■ **TASK REQUIREMENTS**:
Please reproduce the data below word for word, keeping every line unchanged.

■ **LISTED ENTRIES**:
════════════════

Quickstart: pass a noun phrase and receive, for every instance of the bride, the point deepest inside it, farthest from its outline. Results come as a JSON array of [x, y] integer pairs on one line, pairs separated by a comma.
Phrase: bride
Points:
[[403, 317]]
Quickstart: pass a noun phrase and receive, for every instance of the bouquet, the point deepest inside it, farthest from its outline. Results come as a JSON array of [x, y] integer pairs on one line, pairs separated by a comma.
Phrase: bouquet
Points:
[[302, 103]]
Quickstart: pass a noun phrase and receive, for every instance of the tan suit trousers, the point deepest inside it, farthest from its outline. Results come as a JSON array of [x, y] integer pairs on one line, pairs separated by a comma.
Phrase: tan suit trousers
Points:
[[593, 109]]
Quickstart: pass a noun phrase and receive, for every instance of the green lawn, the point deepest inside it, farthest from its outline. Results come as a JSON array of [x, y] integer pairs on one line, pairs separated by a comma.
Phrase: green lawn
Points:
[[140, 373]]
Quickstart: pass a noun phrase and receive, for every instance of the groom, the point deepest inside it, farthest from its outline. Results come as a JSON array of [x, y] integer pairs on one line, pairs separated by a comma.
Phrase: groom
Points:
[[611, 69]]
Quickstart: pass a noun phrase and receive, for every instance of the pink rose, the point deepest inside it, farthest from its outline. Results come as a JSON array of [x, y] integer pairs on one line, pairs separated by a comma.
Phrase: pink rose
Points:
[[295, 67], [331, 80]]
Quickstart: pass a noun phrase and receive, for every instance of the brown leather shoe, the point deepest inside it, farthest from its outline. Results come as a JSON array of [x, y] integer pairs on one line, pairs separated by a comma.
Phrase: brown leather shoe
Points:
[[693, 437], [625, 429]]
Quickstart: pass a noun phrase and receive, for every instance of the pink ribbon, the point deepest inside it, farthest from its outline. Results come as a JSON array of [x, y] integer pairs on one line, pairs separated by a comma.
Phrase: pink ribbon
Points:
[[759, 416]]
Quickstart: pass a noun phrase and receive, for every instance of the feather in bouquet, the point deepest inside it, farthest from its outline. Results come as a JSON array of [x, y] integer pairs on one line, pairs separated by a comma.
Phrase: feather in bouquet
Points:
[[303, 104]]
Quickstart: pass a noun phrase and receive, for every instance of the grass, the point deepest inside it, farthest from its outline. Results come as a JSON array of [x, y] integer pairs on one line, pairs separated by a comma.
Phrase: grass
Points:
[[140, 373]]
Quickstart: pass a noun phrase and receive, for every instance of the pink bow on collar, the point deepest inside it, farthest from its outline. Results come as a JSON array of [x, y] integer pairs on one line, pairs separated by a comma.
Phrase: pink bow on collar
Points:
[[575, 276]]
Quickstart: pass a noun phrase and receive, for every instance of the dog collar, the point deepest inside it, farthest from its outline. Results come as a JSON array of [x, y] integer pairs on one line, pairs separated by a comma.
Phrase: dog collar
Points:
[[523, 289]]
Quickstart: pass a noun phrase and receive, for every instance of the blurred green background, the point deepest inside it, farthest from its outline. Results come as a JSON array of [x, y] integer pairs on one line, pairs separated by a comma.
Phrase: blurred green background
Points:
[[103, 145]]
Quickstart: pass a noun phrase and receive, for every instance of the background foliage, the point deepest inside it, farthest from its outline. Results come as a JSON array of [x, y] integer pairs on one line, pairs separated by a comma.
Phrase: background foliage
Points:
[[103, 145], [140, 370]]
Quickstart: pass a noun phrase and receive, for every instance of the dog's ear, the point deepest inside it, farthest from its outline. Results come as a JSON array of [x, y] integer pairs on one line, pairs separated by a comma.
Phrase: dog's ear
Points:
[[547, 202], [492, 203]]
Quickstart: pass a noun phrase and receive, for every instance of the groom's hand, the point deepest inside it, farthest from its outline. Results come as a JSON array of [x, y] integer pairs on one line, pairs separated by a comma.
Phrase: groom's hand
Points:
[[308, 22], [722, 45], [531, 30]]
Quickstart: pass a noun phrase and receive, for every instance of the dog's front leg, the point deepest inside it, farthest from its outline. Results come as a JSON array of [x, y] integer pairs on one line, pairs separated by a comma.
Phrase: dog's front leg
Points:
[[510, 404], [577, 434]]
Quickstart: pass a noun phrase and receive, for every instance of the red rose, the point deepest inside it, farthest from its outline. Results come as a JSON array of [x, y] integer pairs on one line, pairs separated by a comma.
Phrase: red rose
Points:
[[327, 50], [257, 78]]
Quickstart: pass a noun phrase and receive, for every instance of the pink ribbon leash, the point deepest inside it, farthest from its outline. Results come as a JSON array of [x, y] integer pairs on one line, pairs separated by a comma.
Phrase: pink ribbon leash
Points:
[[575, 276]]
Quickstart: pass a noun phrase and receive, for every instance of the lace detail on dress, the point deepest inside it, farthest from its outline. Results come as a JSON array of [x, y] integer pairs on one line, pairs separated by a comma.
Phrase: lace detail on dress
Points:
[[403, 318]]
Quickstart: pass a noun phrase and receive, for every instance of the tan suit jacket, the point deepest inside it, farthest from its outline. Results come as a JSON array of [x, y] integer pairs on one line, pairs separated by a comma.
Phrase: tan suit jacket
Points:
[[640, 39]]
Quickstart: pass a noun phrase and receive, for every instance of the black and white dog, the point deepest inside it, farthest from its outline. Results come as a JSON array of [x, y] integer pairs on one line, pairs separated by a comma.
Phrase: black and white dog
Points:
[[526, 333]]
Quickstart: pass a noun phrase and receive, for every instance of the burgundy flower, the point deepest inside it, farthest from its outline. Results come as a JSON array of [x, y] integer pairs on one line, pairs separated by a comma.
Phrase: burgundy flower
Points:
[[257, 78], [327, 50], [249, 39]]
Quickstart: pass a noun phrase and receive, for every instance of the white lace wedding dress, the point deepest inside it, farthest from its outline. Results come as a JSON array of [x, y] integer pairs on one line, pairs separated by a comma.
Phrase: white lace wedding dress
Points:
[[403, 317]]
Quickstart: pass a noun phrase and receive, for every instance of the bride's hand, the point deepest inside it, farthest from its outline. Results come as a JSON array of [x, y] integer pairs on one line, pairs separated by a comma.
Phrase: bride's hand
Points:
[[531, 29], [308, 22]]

════════════════

■ **CORRECT RESPONSE**:
Quickstart: pass a noun phrase and receive, for every instance of the bride, the point deepest inside it, farthest from its outline. Results come as a JSON array of [x, y] integer pairs on one line, pairs separated by a comma.
Phrase: bride
Points:
[[403, 317]]
Quickstart: pass a noun phrase and receive, for every instance of the bouquet, the point deepest inside it, farthest from its outline. Results come as a JSON array of [x, y] integer pairs on one line, pairs separated by a comma.
Phrase: bouquet
Points:
[[302, 103]]
Quickstart: pass a noun phrase and receive, for every instance of the tan suit trousers, the point deepest inside it, farthest from its outline. Results come as a JSON array of [x, y] integer pairs on one line, pairs separated by a comma.
Phrase: tan suit trousers
Points:
[[593, 109]]
Quickstart: pass a noun phrase and receive, for every instance of the green lawn, the point deepest inside it, farthest from its outline. Results come as a JSON array of [x, y] integer pairs on one line, pairs separated by a comma.
Phrase: green lawn
Points:
[[140, 373]]
Quickstart: pass a noun phrase and receive, for every instance of the groom, the point deepest inside it, farthest from its outline. Results come as a JSON array of [x, y] integer pairs on one line, pairs separated by a comma.
Phrase: groom
Points:
[[611, 69]]
Quickstart: pass a noun phrase and receive, for every instance of the pink rose, the point deepest inside it, farthest from its outline. Results come as a JSON array of [x, y] integer pairs on one line, pairs separated by a comma.
Phrase: pink rose
Points:
[[295, 67], [331, 80]]
Quickstart: pass a noun phrase and receive, for every instance of the brown leather shoe, the point deepest inside it, farthest from its outline. Results come as a JSON array of [x, y] integer pairs on one line, pairs separated by a comma.
Phrase: brown leather shoe
Points:
[[693, 437], [625, 429]]
Quickstart: pass a noun phrase and receive, for every instance of the pink ribbon, the point deepest inside it, farthest from its outline. Results come as a JSON array of [x, y] integer pairs on one line, pairs separated by a comma.
Phrase: pink ribbon
Points:
[[759, 416]]
Quickstart: pass a noun phrase and receive, for every instance of the feather in bouquet, the point deepest inside it, farthest from its outline. Results come as a JSON array of [x, y] integer pairs on one line, pairs separated by a comma.
Phrase: feather in bouquet
Points:
[[303, 104]]
Quickstart: pass a noun phrase and receive, for every instance of the grass, the point deepest inside it, farthest from its outline. Results come as a JSON array of [x, y] integer pairs on one line, pairs separated by a comma.
Phrase: grass
Points:
[[140, 373]]
Quickstart: pass a noun phrase and receive, for every instance of the pink bow on collar, the point deepest inside it, farthest from its outline. Results come as a JSON array of [x, y] integer pairs on one line, pairs separated by a comma.
Phrase: pink bow on collar
Points:
[[575, 276]]
Quickstart: pass a noun phrase and receive, for every instance of the dog collar, the point deepest inside it, farthest from its outline. Results come as a JSON array of [x, y] integer pairs on one line, pairs separated by a comma.
Phrase: dog collar
Points:
[[523, 289]]
Quickstart: pass a noun phrase and receive, for every instance of the blurred green background, the point deepest inside it, farthest from its outline. Results come as a JSON array of [x, y] integer pairs on one line, pairs separated by a comma.
Phrase: blurred green background
Points:
[[103, 145]]
Quickstart: pass a noun phrase and receive, for every instance of the background foliage, the point deepest inside it, farthest from its outline. Results come as a JSON array of [x, y] integer pairs on one line, pairs separated by a comma.
Phrase: background foliage
Points:
[[103, 145], [140, 370]]
Quickstart: pass a noun phrase and receive, for every instance of the dog's ear, the point deepest inside it, farthest from its outline. Results come as a JSON array of [x, y] integer pairs on one line, pairs separated by a comma.
Phrase: dog's ear
Points:
[[547, 202], [492, 203]]
Quickstart: pass a noun phrase and receive, for every instance of the groom's hand, the point deepest inside it, farthest from its outline. Results come as a JSON array of [x, y] integer pairs on one line, pairs separated by a comma.
Phrase: groom's hand
Points:
[[308, 22], [722, 45], [531, 30]]
Quickstart: pass a noun phrase and receive, for every instance of the dog's front leg, the point deepest inside it, farthest from its outline. Results come as a JSON array of [x, y] integer pairs on one line, pairs separated by a comma.
Phrase: dog's front leg
Points:
[[510, 404], [577, 434]]
Quickstart: pass a noun phrase and receive, for every instance of the red rose, the point deepest inside it, farthest from its outline. Results come as a JSON array of [x, y] integer pairs on one line, pairs separated by a comma.
Phrase: red rose
Points:
[[327, 50], [257, 78]]
Quickstart: pass a noun phrase and receive, for every instance of the pink ribbon leash, the point deepest inside it, farthest from its outline. Results come as a JSON array of [x, y] integer pairs on one line, pairs separated by a comma.
Phrase: pink ribbon leash
Points:
[[575, 276]]
Quickstart: pass a noun phrase and receive, for every instance of the lace detail on dress, the point deepest inside it, farthest from its outline. Results come as a JSON array of [x, y] integer pairs on one line, pairs separated by a comma.
Phrase: lace detail on dress
Points:
[[403, 318]]
Quickstart: pass a noun phrase and receive, for every instance of the tan suit jacket, the point deepest inside it, farthest from its outline. Results come as a JSON array of [x, y] integer pairs on one line, pairs separated by a comma.
Phrase: tan suit jacket
Points:
[[640, 39]]
Quickstart: pass a noun phrase and receive, for every instance of the black and white dog, the point deepest inside it, farthest from its outline. Results come as a JSON array of [x, y] integer pairs on one line, pairs separated by a comma.
Phrase: black and white dog
Points:
[[526, 333]]
Quickstart: pass a noun phrase and receive, for every instance of the burgundy flower, the point deepest inside it, farthest from its outline. Results come as a JSON array of [x, y] integer pairs on one line, pairs separated by a comma.
Phrase: burgundy flower
Points:
[[257, 78], [327, 50], [249, 39]]
Quickstart: pass a noun phrase and receive, for every instance of the white lace wedding dress, the point deepest inside it, farthest from its outline. Results come as a JSON array of [x, y] integer pairs on one line, pairs separated by a comma.
Phrase: white lace wedding dress
Points:
[[403, 317]]
Quickstart: pass a noun phrase and receive, for every instance of the bride's hand, the point deepest inside it, farthest from its outline. Results come as a JSON array of [x, y] integer pairs on one line, pairs separated by a comma.
Phrase: bride's hand
Points:
[[531, 29], [308, 22]]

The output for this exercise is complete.